> **Reading passage**:
— BEGIN —

Google brought with [maps]( https://www.google.com/maps) the world to our screens, including accurate geocoding and routing for several modalities. 

For the most, the usage of [maps]( https://www.google.com/maps) is interactive. As data and analytics professionals we often need a programmatically support for the services that [maps]( https://www.google.com/maps) offer us. Preferably free.

It also offers a plethora of [development support](https://developers.google.com/), but unfortunately most is paid. That is even more so for [maps]( https://developers.google.com/maps/documentation).

The same Google also offers us [colab]( https://colab.research.google.com/) and that is exactly where we are now. Colab is [free]( https://research.google.com/colaboratory/faq.html) to use, although it includes a paid [pro]( https://colab.research.google.com/signup) version.

This notebook runs on the free version of colab and illustrates free packages on the [python]( https://www.python.org/) ecosystem.

— END —

> **Written task**: Reproduce the full passage on Google Maps and Colab word for word, links included. The records after this point are separate material from the passage.

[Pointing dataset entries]
— BEGIN —

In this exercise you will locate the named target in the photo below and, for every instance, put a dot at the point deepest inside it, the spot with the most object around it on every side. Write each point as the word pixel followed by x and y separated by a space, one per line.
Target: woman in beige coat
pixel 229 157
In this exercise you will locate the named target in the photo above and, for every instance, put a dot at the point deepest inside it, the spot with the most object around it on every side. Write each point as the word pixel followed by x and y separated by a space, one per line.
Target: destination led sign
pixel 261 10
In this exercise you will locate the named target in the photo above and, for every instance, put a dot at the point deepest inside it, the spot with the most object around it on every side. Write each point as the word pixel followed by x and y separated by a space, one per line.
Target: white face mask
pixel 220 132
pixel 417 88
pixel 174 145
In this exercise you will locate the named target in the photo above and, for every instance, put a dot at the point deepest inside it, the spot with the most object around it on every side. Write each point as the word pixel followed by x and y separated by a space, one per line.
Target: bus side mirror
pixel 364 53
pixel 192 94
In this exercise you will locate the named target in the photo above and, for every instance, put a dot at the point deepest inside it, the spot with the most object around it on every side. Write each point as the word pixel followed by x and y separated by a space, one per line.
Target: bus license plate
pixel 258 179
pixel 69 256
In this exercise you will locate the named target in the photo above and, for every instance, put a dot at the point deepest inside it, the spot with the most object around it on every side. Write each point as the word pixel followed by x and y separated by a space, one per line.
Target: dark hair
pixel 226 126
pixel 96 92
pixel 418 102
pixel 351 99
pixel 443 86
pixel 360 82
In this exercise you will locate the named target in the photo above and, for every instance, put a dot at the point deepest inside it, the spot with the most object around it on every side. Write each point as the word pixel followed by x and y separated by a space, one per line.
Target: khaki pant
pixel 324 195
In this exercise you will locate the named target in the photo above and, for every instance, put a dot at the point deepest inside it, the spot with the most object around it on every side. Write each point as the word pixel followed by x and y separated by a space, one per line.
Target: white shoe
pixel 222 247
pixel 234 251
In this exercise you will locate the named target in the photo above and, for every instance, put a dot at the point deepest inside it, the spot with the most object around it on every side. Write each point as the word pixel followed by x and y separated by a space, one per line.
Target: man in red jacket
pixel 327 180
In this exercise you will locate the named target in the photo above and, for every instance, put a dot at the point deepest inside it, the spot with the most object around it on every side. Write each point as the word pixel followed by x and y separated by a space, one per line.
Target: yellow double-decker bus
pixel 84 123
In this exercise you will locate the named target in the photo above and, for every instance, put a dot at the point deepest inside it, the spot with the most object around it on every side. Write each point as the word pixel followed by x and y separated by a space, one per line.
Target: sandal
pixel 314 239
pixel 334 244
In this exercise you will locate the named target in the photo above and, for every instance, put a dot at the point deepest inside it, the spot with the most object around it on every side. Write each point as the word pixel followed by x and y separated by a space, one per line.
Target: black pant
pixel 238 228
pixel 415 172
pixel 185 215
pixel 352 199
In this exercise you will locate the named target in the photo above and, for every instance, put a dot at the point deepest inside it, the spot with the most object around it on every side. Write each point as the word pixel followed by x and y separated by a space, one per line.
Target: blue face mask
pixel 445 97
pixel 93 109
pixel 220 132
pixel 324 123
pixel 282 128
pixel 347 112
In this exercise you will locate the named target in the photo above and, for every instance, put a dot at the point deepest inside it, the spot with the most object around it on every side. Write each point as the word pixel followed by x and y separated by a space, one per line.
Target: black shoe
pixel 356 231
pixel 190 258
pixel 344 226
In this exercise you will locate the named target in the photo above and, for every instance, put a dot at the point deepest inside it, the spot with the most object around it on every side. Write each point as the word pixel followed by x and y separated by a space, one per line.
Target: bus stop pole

— END —

> **Full response**:
Google brought with [maps]( https://www.google.com/maps) the world to our screens, including accurate geocoding and routing for several modalities. 

For the most, the usage of [maps]( https://www.google.com/maps) is interactive. As data and analytics professionals we often need a programmatically support for the services that [maps]( https://www.google.com/maps) offer us. Preferably free.

It also offers a plethora of [development support](https://developers.google.com/), but unfortunately most is paid. That is even more so for [maps]( https://developers.google.com/maps/documentation).

The same Google also offers us [colab]( https://colab.research.google.com/) and that is exactly where we are now. Colab is [free]( https://research.google.com/colaboratory/faq.html) to use, although it includes a paid [pro]( https://colab.research.google.com/signup) version.

This notebook runs on the free version of colab and illustrates free packages on the [python]( https://www.python.org/) ecosystem.